#### Work to complete:
Extract every line of the rows verbatim, starting at the line holding "Target: flag pole" and running through the end of the rows, both ends included.

#### Stored records:
__________
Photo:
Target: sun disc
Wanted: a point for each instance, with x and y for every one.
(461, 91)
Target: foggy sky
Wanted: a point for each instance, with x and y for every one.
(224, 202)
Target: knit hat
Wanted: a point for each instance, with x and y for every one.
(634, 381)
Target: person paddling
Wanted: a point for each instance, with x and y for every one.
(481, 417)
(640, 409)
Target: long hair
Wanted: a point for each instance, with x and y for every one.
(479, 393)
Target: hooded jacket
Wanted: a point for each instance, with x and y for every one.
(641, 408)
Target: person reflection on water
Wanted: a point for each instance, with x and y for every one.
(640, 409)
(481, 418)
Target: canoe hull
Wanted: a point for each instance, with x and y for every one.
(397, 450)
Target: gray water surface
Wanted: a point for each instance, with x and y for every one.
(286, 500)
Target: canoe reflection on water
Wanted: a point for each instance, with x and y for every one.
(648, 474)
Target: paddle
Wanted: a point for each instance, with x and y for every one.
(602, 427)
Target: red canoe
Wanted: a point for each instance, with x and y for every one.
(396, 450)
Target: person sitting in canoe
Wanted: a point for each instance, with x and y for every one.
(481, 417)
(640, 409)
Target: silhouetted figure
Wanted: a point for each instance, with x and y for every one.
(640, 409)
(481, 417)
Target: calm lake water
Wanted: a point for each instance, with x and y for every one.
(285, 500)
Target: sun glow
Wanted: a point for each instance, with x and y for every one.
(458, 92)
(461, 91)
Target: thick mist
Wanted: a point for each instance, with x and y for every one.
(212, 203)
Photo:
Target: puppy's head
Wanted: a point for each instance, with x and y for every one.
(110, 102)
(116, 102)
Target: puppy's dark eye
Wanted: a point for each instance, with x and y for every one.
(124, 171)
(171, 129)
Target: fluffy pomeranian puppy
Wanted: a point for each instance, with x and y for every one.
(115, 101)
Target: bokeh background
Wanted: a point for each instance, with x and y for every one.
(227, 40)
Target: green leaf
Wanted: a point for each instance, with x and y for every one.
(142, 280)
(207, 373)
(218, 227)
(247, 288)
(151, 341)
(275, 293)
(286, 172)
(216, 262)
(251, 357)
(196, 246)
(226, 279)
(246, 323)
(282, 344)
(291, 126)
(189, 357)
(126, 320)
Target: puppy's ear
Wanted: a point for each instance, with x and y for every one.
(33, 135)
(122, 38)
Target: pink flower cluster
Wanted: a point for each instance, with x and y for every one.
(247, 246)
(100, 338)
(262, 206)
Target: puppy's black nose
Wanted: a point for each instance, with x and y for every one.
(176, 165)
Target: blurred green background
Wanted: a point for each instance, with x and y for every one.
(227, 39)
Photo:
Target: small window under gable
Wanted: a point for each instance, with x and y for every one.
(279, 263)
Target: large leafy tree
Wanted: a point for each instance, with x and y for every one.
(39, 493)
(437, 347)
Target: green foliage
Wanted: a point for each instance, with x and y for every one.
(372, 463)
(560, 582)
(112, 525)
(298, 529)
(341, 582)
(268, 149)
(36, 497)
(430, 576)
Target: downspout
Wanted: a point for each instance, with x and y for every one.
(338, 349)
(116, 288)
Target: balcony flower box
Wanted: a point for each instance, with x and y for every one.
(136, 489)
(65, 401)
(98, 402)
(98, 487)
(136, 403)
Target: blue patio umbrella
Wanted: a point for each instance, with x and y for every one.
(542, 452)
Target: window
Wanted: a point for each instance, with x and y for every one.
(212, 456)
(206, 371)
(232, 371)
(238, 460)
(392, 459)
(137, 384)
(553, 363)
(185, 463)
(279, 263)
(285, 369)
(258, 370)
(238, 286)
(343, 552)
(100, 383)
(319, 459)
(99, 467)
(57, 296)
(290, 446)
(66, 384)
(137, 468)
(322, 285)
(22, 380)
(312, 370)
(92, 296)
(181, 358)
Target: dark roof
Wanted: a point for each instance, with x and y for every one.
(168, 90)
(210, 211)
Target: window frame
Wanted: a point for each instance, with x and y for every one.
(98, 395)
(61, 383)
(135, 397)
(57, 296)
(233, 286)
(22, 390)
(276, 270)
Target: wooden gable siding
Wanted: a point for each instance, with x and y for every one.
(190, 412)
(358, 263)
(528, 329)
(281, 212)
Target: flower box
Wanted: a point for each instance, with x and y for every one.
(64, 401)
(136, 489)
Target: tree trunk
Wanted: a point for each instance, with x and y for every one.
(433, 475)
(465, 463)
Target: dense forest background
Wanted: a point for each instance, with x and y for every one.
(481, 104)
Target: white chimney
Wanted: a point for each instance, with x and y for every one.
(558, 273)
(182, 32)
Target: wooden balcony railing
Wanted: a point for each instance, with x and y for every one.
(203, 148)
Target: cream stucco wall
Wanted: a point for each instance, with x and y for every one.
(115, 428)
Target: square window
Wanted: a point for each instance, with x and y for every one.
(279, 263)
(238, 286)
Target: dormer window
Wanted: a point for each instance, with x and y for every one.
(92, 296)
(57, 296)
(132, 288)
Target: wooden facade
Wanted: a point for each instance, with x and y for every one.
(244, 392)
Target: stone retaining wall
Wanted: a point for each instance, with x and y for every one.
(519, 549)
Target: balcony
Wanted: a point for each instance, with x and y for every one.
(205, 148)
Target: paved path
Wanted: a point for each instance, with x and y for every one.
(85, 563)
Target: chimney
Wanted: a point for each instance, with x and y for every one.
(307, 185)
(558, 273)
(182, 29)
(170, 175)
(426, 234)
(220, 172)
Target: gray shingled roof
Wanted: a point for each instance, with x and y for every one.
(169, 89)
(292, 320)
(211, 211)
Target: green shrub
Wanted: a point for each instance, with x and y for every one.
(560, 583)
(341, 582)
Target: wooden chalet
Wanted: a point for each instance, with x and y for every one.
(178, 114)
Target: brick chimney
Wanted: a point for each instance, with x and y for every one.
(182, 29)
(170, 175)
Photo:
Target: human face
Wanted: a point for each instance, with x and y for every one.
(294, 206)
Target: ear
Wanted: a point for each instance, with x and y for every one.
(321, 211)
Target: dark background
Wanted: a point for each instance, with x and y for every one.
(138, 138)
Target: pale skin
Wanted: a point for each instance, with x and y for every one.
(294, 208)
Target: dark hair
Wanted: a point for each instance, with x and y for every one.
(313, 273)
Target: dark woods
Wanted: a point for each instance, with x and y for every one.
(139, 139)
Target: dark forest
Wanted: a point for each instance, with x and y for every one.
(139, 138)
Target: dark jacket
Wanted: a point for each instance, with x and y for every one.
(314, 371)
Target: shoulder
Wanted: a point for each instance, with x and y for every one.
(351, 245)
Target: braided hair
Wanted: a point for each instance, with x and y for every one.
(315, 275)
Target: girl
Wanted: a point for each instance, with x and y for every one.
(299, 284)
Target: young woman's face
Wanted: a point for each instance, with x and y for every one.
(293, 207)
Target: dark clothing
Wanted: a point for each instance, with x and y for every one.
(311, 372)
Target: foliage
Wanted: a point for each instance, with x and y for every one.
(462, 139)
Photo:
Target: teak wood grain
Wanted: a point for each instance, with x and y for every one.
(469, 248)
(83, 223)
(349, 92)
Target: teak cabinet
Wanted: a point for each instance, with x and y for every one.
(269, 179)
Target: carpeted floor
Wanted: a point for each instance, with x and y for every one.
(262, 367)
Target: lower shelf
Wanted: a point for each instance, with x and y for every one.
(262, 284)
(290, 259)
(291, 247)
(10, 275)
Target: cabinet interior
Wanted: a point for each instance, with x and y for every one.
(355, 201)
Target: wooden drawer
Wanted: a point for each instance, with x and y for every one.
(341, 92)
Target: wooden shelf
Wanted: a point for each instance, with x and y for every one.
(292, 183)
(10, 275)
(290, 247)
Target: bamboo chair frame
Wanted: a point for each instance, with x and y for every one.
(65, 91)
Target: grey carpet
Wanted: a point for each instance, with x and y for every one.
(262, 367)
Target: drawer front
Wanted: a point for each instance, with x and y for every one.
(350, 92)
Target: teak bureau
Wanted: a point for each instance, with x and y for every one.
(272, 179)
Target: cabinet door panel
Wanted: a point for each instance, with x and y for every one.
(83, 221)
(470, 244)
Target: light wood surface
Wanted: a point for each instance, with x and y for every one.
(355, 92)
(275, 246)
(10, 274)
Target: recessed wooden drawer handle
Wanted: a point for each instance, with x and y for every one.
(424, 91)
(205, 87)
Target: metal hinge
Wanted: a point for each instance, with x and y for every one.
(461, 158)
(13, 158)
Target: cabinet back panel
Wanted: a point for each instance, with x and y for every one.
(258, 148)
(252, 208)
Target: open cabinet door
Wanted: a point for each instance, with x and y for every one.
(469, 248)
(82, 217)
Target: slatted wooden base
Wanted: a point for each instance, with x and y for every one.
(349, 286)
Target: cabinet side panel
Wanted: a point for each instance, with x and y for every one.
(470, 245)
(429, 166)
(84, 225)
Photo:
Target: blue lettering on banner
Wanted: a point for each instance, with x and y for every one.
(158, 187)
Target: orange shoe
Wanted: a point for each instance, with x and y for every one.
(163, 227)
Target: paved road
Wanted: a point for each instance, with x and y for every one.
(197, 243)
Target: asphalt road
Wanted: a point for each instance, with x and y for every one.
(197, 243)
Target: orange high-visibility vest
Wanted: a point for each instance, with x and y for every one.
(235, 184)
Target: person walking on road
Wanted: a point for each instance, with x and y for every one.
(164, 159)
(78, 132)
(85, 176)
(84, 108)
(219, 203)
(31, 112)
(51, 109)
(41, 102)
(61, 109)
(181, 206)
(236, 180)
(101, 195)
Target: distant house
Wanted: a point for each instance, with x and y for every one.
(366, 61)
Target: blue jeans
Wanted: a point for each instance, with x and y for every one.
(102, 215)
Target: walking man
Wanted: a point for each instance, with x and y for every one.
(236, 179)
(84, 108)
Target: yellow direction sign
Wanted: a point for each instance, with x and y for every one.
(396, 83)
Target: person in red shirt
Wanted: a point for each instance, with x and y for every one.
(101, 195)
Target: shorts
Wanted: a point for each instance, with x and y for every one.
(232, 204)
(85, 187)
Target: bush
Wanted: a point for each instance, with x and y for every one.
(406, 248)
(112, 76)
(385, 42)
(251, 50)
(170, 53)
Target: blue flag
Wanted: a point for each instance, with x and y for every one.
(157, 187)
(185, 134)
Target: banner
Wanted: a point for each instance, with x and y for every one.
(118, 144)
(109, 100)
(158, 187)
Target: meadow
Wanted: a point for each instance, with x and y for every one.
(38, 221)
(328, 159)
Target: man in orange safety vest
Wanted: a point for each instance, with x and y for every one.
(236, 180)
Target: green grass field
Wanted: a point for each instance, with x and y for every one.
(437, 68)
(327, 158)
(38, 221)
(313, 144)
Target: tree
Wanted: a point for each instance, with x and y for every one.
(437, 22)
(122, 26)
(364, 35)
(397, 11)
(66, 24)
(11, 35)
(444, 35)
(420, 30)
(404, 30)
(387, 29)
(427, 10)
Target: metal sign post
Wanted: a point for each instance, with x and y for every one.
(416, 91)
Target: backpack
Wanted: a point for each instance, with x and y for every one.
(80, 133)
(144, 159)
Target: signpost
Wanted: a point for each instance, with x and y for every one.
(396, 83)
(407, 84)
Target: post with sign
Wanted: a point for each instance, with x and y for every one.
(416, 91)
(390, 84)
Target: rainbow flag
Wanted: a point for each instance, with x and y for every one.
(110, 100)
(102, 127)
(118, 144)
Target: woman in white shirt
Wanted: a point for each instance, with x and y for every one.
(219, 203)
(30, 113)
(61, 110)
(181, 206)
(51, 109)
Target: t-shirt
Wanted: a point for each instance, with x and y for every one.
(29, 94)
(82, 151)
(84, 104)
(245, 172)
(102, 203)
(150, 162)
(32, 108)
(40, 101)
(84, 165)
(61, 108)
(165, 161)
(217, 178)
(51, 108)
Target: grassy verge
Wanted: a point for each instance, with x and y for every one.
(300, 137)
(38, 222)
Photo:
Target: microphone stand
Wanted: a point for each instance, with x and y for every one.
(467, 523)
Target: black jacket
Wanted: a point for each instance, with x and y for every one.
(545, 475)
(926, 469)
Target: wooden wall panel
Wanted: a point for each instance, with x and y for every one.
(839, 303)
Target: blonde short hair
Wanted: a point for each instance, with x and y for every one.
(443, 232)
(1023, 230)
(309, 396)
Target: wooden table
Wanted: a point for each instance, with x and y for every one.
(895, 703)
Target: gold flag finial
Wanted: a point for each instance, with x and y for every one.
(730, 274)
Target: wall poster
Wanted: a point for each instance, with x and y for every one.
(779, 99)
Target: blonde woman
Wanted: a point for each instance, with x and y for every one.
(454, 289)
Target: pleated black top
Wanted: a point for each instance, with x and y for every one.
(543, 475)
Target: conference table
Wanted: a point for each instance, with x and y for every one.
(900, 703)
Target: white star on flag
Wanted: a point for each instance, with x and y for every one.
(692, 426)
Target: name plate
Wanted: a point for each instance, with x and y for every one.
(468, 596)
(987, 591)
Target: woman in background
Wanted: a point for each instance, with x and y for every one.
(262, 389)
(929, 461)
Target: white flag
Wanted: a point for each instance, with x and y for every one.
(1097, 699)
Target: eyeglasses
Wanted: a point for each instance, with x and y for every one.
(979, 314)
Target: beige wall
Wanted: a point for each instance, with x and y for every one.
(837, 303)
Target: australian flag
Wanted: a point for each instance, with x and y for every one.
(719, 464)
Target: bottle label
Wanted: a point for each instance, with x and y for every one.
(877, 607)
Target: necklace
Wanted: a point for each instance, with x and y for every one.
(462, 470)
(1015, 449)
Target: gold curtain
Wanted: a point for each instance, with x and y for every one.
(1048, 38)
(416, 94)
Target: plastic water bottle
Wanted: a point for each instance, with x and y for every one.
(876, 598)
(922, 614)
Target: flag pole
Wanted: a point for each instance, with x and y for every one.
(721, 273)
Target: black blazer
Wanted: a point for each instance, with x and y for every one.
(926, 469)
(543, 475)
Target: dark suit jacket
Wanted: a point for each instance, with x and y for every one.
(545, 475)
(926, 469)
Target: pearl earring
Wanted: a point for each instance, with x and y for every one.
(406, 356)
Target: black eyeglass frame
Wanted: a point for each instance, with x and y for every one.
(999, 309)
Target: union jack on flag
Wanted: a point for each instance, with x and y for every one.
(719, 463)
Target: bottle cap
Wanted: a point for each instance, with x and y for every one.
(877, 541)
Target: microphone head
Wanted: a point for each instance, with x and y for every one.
__________
#### Solution to this problem:
Target: flag pole
Wanted: a point for each instance, with x and y for every one.
(721, 273)
Target: black blazer
Wanted: a point for each instance, with x and y for every one.
(926, 469)
(543, 475)
Target: dark suit jacket
Wanted: a point for each instance, with x and y for every one.
(545, 475)
(926, 469)
Target: pearl earring
Wanted: a point for each instance, with x and y for every one.
(406, 356)
Target: black eyeglass frame
Wanted: a point for each instance, with x and y for every one.
(999, 309)
Target: union jack on flag
Wanted: a point for each instance, with x and y for every one.
(719, 463)
Target: bottle cap
Wanted: a point for each instance, with x and y for every one.
(877, 541)
Target: microphone head
Wanted: a point for each instance, with x and y for every one.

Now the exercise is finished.